> [Dataset entries]:
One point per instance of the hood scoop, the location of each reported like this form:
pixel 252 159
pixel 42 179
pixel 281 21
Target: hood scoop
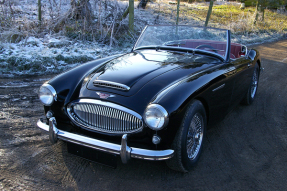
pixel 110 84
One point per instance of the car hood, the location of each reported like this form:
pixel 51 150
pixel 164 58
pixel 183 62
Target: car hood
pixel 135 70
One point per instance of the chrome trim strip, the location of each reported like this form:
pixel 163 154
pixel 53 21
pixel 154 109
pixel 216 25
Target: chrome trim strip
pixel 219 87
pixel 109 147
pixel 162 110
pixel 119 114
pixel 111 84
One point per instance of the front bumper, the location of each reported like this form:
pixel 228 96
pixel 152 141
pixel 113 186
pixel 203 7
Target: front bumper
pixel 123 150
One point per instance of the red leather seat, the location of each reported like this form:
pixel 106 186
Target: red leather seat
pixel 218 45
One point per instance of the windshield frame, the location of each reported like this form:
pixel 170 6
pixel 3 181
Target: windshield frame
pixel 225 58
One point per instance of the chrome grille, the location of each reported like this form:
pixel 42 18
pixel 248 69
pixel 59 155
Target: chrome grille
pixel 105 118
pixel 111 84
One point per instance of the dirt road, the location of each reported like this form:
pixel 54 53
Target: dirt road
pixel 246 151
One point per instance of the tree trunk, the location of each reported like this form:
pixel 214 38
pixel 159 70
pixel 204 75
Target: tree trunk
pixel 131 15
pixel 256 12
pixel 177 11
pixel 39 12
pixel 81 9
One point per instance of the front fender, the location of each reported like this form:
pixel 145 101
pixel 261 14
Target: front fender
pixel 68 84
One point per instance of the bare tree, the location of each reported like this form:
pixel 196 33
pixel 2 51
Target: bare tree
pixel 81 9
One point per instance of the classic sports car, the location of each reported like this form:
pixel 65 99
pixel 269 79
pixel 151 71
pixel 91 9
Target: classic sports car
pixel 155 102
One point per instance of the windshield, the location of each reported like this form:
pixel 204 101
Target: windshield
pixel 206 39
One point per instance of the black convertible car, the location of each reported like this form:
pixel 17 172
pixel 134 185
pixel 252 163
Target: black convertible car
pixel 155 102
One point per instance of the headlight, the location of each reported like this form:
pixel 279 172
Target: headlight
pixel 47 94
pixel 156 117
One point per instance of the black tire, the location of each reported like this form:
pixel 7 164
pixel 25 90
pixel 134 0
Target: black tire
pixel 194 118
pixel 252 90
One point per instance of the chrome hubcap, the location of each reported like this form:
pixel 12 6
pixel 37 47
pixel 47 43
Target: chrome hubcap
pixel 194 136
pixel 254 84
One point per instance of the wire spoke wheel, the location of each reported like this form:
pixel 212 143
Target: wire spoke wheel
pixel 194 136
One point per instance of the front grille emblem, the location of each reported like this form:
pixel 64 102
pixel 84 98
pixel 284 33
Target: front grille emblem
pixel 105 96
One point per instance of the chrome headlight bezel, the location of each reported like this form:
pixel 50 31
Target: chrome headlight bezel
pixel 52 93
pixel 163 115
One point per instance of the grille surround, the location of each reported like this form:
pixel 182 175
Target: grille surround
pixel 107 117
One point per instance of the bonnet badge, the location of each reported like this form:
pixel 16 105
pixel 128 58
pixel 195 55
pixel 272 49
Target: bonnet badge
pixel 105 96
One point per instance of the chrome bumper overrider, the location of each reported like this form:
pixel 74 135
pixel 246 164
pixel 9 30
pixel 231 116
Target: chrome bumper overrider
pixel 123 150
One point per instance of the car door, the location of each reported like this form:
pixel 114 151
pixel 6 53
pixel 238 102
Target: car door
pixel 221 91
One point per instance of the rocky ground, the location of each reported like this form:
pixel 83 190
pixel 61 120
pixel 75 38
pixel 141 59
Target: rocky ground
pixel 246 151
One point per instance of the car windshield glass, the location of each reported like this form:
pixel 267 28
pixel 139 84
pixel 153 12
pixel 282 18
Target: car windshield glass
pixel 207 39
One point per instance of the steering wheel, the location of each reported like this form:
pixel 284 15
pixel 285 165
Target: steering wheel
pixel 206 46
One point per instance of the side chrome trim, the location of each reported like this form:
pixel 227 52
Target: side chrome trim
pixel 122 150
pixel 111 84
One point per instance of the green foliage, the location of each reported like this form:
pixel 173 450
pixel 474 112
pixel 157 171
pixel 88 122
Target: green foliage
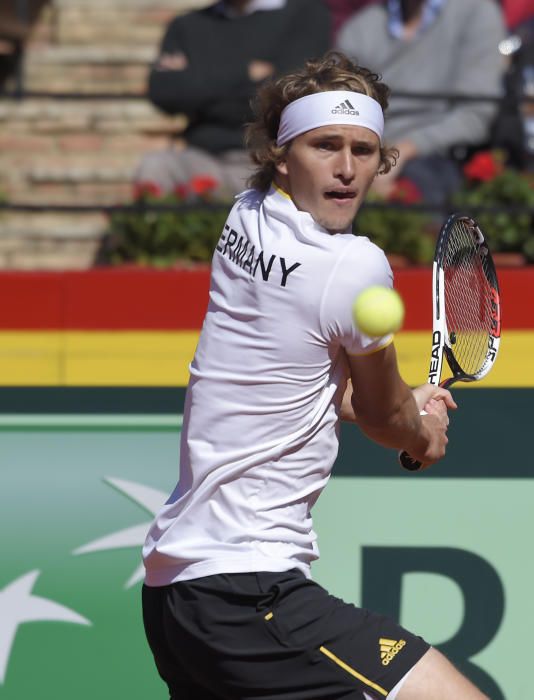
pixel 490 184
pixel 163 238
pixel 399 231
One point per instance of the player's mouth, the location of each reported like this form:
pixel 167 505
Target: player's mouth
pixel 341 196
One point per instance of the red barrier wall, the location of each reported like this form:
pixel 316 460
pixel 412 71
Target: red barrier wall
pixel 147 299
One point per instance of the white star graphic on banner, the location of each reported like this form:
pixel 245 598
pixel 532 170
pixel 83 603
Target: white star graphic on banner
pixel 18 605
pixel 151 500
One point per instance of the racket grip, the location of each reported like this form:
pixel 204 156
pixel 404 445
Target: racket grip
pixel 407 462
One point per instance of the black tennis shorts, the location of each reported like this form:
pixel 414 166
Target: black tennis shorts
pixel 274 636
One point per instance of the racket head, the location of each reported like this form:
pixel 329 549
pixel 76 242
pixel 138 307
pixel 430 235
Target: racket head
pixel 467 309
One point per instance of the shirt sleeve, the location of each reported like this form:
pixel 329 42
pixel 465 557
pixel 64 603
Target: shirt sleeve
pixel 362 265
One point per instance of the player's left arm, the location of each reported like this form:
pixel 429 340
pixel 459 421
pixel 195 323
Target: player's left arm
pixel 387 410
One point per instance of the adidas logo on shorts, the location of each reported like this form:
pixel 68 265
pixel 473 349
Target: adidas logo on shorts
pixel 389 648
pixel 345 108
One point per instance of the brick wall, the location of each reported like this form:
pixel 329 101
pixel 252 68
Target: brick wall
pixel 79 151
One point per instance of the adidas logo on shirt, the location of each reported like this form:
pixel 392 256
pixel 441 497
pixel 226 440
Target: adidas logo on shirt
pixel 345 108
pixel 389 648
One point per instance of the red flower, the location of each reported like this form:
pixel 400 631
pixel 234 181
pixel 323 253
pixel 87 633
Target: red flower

> [What you have to do]: Give every line of the data above again as it stands; the pictures stay out.

> [Answer box]:
One point per instance of the hood scoop, the location of each reported like this form:
pixel 252 159
pixel 42 179
pixel 281 21
Target: hood scoop
pixel 110 84
One point per instance of the car hood, the location of each reported like this form:
pixel 51 150
pixel 164 58
pixel 183 62
Target: car hood
pixel 135 70
One point per instance of the chrome trim strip, the location of each reported like this form:
pixel 163 154
pixel 53 21
pixel 154 109
pixel 216 25
Target: chrome trim strip
pixel 219 87
pixel 109 147
pixel 162 110
pixel 119 114
pixel 111 84
One point per instance of the front bumper, the location of each reported like this form:
pixel 228 96
pixel 152 141
pixel 113 186
pixel 203 7
Target: front bumper
pixel 123 150
One point per instance of the red leather seat, the location of each reported like this form:
pixel 106 186
Target: red leather seat
pixel 218 45
One point per instance of the windshield frame, the location of each reported like this form:
pixel 170 6
pixel 3 181
Target: windshield frame
pixel 225 58
One point per instance of the chrome grille, the location of each reported like this form:
pixel 42 18
pixel 248 69
pixel 59 155
Target: chrome grille
pixel 105 118
pixel 111 84
One point per instance of the dirt road, the location of each reported like this form:
pixel 54 53
Target: dirt road
pixel 246 151
One point per instance of the tree trunk, the location of each reported like this form:
pixel 214 38
pixel 159 70
pixel 204 75
Target: tree trunk
pixel 131 15
pixel 256 12
pixel 177 11
pixel 39 12
pixel 81 9
One point per instance of the front fender, the location of each reported like this form:
pixel 145 101
pixel 261 14
Target: front fender
pixel 68 84
One point per instance of the bare tree, the location of each reported like this form:
pixel 196 33
pixel 2 51
Target: bare tree
pixel 81 9
One point per instance of the classic sports car, the location of each reported like this form:
pixel 65 99
pixel 269 79
pixel 151 71
pixel 91 9
Target: classic sports car
pixel 155 102
One point per instance of the windshield, the location of each reported like this form:
pixel 204 101
Target: windshield
pixel 206 39
One point per instance of the black convertible car, the location of each reported like this form:
pixel 17 172
pixel 134 185
pixel 252 163
Target: black convertible car
pixel 155 102
One point per instance of the headlight, the location of each reported like this form:
pixel 279 172
Target: headlight
pixel 47 94
pixel 156 117
One point per instance of the black tire, the location of each reported like this form:
pixel 7 164
pixel 25 90
pixel 134 0
Target: black tire
pixel 194 118
pixel 252 90
One point per instance of the chrome hubcap, the location of each reported like this form:
pixel 12 6
pixel 37 47
pixel 47 43
Target: chrome hubcap
pixel 194 136
pixel 254 84
One point per instance of the wire spoke wheel, the location of each reported like this form:
pixel 212 143
Target: wire spoke wheel
pixel 194 136
One point per instance of the front grille emblem, the location of each reported like this form:
pixel 64 102
pixel 84 98
pixel 284 33
Target: front grille emblem
pixel 105 96
One point per instance of the chrome headlight bezel, the location of each reported like this form:
pixel 50 31
Target: chrome headlight bezel
pixel 52 93
pixel 163 115
One point per instance of the grille surround, the location of each reported like this form:
pixel 182 175
Target: grille surround
pixel 107 117
One point per instance of the bonnet badge, the location of each reported like this form:
pixel 16 105
pixel 128 58
pixel 195 55
pixel 272 49
Target: bonnet badge
pixel 105 96
One point per instance of the chrome bumper overrider, the location of each reported like this form:
pixel 74 135
pixel 246 164
pixel 9 30
pixel 231 116
Target: chrome bumper overrider
pixel 123 150
One point per instance of the car door, the location of each reported like this form:
pixel 114 151
pixel 6 53
pixel 238 102
Target: car door
pixel 221 91
One point per instance of the rocky ground, the location of each reported like this form:
pixel 83 190
pixel 61 120
pixel 75 38
pixel 141 59
Target: rocky ground
pixel 246 151
One point per instance of the car windshield glass, the location of each reported like this form:
pixel 267 28
pixel 139 84
pixel 153 12
pixel 282 18
Target: car windshield glass
pixel 207 39
One point per instance of the steering wheel, the location of each reported like this form:
pixel 284 15
pixel 285 165
Target: steering wheel
pixel 206 46
One point per instance of the side chrome trim, the location of each reported like this form:
pixel 227 52
Target: side chrome trim
pixel 122 150
pixel 111 84
One point per instance of the green foliage, the location of each reported like this form:
pixel 173 450
pixel 474 112
pixel 157 171
pixel 88 122
Target: green foliage
pixel 490 184
pixel 163 238
pixel 399 231
One point per instance of the player's mouth, the location of each reported like this form:
pixel 167 505
Target: player's mouth
pixel 341 196
One point per instance of the red barrier wall, the location of each reported like this form:
pixel 316 460
pixel 412 71
Target: red barrier wall
pixel 147 299
One point per instance of the white star graphic on banner, the location of each reported like this form:
pixel 245 598
pixel 532 170
pixel 83 603
Target: white star graphic on banner
pixel 18 605
pixel 151 500
One point per instance of the racket grip, the location of each reported like this form:
pixel 204 156
pixel 404 445
Target: racket grip
pixel 407 462
One point per instance of the black tennis shorts, the location of each reported like this form:
pixel 414 166
Target: black tennis shorts
pixel 274 636
One point per instance of the racket head, the location of each reported like this form:
pixel 329 549
pixel 76 242
pixel 138 307
pixel 430 235
Target: racket head
pixel 467 309
One point per instance of the shirt sleeve, the location of each reported like this form:
pixel 329 42
pixel 465 557
pixel 64 603
Target: shirt sleeve
pixel 362 265
One point per instance of the player's left arm, the location of each reported like this form:
pixel 429 340
pixel 459 421
pixel 195 323
Target: player's left arm
pixel 387 410
One point per instance of the adidas logo on shorts, the location of each reported like this form:
pixel 68 265
pixel 473 349
Target: adidas logo on shorts
pixel 389 648
pixel 345 108
One point per instance of the brick wall, the location of each reported like this form:
pixel 329 101
pixel 252 68
Target: brick wall
pixel 79 151
One point per instance of the adidas logo on shirt, the location of each reported like this form:
pixel 392 256
pixel 441 497
pixel 226 440
Target: adidas logo on shirt
pixel 345 108
pixel 389 648
One point per instance of the red flower, the location of each reported like this form:
pixel 400 631
pixel 234 181
pixel 323 253
pixel 87 633
Target: red flower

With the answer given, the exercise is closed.